> **Work to be completed**:
Starting at the line with "Guideline: put one point on each instance of the leaning", transcribe each line through the final one, both included, and add nothing.

Stored items:
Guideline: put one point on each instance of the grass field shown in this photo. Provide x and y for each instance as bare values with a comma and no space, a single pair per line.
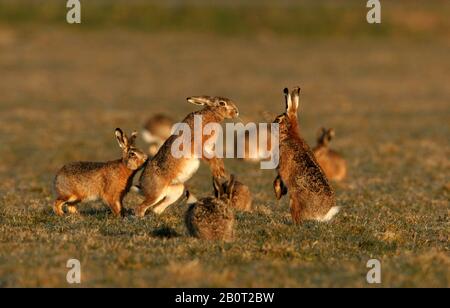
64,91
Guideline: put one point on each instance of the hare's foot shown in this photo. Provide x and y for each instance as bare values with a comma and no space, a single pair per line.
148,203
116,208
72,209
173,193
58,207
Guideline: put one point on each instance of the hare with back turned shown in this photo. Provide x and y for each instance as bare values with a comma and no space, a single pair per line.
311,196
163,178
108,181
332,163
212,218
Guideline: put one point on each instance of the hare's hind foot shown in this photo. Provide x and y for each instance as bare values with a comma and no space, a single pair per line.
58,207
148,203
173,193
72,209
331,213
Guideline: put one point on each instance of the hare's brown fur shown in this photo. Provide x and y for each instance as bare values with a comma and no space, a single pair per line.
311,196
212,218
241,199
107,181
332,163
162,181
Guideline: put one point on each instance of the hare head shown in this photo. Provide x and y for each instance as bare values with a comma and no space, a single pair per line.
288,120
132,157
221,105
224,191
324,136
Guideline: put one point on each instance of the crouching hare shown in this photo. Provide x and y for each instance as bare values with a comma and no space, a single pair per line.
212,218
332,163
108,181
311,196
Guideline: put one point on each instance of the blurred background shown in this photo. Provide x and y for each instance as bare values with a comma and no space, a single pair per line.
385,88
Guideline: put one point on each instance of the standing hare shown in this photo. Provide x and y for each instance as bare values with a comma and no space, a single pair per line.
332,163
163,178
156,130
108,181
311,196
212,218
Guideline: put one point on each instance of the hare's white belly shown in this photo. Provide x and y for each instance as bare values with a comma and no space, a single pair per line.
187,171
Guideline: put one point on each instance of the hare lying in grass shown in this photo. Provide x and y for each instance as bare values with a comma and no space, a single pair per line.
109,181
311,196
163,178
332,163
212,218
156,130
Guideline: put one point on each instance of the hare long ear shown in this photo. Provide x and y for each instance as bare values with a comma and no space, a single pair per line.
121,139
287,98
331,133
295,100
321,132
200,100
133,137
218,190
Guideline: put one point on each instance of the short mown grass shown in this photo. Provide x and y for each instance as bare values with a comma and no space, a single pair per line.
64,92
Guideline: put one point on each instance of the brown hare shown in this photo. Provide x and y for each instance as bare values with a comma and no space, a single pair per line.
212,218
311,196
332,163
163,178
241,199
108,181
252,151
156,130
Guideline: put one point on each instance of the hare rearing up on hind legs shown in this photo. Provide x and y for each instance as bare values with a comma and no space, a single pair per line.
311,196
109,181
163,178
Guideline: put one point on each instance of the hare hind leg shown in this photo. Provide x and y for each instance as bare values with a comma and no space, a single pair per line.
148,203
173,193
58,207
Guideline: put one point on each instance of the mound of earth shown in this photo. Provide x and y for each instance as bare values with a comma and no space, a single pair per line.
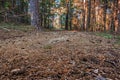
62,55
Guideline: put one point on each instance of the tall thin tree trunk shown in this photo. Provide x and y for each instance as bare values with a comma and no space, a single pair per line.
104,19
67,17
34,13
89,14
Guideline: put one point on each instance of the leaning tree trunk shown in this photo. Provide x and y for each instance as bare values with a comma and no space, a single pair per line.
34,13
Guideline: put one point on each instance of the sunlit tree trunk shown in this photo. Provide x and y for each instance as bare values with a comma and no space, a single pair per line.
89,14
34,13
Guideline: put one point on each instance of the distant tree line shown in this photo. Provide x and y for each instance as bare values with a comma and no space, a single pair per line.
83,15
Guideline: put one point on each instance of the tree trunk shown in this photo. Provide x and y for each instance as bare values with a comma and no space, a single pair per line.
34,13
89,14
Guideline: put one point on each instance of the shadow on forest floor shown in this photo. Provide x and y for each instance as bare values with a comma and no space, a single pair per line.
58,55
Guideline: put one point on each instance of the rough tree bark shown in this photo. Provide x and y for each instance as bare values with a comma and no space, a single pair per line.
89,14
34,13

> **Worked solution**:
Guideline: put one point on each instance of the leaning tree trunk shown in this photo. Provide x and y for each instance as bare values with a comma and no space, a single pair per line.
34,13
Guideline: put one point on each instance of the sunlit tree trunk shown in this photo. Provide x and y for each instance as bare values with a comma and no space, a single pair per line.
89,14
34,13
Guideline: put one point on each instance of the distant tree line shown in this photo. Provide x and y for each instance as bare values with a comma and no space, a single pair per line.
83,15
Guideline: put one point on each instance of the tree trunk shown in this photo. Provide x and y for each instance as bare values with a comma and no space, a single pair per line.
34,13
89,14
Guideline: put one point on each instance of the shadow on forest floor shown in this photo. Provide x and y for each instance as bare values with a comma and no space, a single pair per line.
58,55
Guideline: put one point on each instance of the rough tree bark shown in this photo. Provide x and y for each instance as bare values with a comma and no space, a single pair per line.
89,14
34,13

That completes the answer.